**WHAT THE EXERCISE ASKS**
Update the stretch of rows that opens with the line containing "of the weathered" and closes with the line containing "column 60, row 102", putting "worn timber board" in place of "weathered wood plank" and keeping all else unchanged. Return only those lines.

**DATASET CONTENT**

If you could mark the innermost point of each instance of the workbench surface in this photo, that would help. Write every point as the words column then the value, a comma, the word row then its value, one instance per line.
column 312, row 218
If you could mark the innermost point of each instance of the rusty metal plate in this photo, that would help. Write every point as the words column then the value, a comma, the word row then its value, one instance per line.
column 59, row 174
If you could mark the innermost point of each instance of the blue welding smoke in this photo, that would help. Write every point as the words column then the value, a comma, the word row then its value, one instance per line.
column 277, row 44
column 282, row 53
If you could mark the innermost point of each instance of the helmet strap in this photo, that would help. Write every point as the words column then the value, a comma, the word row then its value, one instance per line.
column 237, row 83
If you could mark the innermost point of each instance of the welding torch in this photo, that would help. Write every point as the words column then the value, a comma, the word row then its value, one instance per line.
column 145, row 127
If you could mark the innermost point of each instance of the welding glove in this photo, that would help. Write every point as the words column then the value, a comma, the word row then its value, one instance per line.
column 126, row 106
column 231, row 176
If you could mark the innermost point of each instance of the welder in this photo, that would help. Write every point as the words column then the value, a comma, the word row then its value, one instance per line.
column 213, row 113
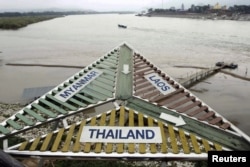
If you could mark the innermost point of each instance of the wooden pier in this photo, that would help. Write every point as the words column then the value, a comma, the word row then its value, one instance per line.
column 198, row 76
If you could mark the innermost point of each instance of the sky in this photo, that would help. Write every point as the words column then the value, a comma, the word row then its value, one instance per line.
column 108, row 5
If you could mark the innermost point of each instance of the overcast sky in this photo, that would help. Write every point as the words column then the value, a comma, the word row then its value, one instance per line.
column 108, row 5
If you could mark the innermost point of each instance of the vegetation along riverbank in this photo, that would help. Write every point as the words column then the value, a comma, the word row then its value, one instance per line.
column 19, row 20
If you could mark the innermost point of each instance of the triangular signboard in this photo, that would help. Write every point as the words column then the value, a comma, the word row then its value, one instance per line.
column 142, row 97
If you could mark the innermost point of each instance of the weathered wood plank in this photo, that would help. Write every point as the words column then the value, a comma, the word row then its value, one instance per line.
column 98, row 146
column 14, row 124
column 57, row 140
column 87, row 147
column 60, row 110
column 77, row 146
column 44, row 110
column 46, row 142
column 164, row 147
column 195, row 144
column 131, row 146
column 142, row 146
column 23, row 146
column 25, row 119
column 34, row 114
column 153, row 149
column 68, row 139
column 4, row 130
column 34, row 145
column 60, row 102
column 184, row 142
column 173, row 139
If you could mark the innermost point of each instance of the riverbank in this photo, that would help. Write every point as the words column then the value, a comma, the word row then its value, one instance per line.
column 211, row 16
column 16, row 22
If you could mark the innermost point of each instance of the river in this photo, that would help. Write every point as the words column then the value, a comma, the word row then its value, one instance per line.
column 81, row 39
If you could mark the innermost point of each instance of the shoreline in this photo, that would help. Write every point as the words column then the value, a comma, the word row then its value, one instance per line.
column 17, row 22
column 212, row 16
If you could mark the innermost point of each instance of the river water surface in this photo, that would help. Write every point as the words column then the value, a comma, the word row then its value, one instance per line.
column 81, row 39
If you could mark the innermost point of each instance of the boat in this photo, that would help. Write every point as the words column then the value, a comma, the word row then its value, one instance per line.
column 122, row 26
column 226, row 65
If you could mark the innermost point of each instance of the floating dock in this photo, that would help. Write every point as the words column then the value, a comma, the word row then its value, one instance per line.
column 150, row 116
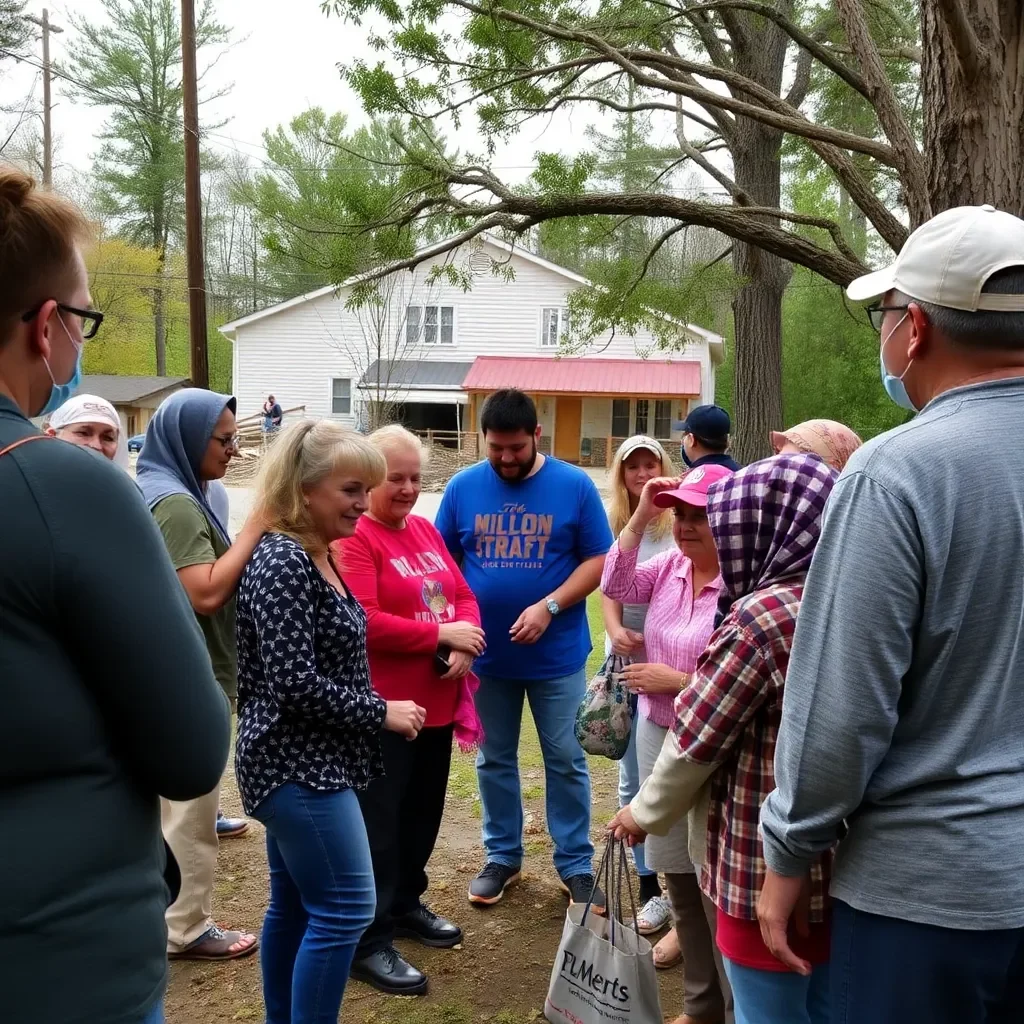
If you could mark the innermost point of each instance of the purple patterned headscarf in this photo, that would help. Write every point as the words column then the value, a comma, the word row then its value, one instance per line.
column 766, row 520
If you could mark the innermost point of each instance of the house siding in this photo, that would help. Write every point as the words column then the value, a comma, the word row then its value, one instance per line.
column 296, row 352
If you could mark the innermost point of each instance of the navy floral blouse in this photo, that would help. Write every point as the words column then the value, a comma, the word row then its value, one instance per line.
column 307, row 713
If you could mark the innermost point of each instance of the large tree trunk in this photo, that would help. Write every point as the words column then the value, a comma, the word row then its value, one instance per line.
column 973, row 80
column 160, row 324
column 757, row 308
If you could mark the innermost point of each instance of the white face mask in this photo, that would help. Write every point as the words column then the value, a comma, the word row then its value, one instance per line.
column 894, row 386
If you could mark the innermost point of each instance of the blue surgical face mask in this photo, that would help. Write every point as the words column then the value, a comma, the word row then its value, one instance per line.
column 682, row 451
column 59, row 393
column 894, row 386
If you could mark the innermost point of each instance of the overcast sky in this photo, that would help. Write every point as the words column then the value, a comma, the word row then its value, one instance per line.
column 285, row 60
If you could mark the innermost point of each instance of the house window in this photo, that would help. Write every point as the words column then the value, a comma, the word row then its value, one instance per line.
column 641, row 427
column 435, row 323
column 620, row 417
column 414, row 321
column 553, row 324
column 341, row 395
column 663, row 419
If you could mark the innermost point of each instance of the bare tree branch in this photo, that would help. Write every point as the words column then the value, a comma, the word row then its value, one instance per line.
column 775, row 112
column 689, row 151
column 801, row 80
column 803, row 39
column 965, row 39
column 911, row 53
column 889, row 226
column 705, row 28
column 907, row 157
column 649, row 258
column 517, row 213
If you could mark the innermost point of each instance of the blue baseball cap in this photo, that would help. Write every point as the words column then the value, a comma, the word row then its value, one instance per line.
column 709, row 422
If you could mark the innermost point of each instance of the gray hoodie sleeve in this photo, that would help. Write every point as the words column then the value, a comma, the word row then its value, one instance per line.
column 131, row 631
column 852, row 649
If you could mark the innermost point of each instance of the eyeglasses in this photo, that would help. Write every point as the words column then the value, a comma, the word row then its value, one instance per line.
column 877, row 313
column 91, row 318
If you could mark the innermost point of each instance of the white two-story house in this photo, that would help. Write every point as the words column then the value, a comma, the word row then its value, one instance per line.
column 430, row 350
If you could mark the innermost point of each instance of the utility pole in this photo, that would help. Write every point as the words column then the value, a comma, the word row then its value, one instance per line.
column 47, row 27
column 194, row 202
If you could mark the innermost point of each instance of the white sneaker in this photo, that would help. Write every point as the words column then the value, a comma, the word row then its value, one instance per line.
column 656, row 913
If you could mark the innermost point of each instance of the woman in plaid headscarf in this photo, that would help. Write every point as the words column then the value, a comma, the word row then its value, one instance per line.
column 833, row 441
column 766, row 520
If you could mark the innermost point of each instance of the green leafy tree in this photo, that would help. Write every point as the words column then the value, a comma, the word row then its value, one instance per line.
column 506, row 61
column 320, row 174
column 131, row 64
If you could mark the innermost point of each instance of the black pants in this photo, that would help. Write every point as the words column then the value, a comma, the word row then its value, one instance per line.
column 402, row 811
column 887, row 971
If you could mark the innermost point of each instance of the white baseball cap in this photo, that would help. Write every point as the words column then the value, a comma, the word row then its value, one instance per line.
column 947, row 260
column 631, row 444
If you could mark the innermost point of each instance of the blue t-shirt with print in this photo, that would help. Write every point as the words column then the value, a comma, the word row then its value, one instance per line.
column 519, row 542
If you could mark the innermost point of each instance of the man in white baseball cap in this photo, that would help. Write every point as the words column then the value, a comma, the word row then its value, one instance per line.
column 904, row 711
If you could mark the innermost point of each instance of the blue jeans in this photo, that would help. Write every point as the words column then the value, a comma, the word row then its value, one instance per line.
column 553, row 704
column 322, row 901
column 780, row 996
column 629, row 785
column 886, row 970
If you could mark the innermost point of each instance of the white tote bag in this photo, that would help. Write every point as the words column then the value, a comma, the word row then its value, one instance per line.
column 604, row 971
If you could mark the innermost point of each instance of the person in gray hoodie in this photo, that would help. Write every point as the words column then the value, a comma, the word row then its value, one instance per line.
column 110, row 700
column 903, row 721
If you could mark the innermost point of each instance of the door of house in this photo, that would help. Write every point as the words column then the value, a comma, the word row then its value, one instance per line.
column 568, row 427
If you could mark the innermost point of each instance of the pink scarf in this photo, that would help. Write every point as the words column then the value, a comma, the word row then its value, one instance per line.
column 468, row 730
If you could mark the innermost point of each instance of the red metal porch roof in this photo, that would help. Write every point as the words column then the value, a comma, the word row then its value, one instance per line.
column 547, row 375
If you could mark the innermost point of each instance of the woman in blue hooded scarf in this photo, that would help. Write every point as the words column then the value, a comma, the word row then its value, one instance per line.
column 188, row 444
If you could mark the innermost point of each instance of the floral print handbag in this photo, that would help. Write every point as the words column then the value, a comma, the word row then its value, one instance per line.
column 604, row 718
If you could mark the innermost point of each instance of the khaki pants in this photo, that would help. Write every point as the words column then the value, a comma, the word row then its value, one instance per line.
column 706, row 989
column 190, row 829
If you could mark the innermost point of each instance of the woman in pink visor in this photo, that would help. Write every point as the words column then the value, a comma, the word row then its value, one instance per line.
column 682, row 588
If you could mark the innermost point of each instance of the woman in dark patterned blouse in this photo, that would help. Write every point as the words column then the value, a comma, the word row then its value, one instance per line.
column 309, row 722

**RESULT OF THIS EXERCISE**
If you could mark the innermost point of each instance of the worn timber board in this photo, that would help. Write every point as the words column then the value, a comma, the word row then its value, one instance per line.
column 98, row 146
column 14, row 124
column 57, row 140
column 87, row 147
column 60, row 110
column 77, row 146
column 44, row 110
column 46, row 142
column 164, row 147
column 195, row 144
column 131, row 146
column 142, row 146
column 23, row 146
column 25, row 119
column 34, row 114
column 153, row 149
column 68, row 139
column 4, row 130
column 34, row 145
column 60, row 102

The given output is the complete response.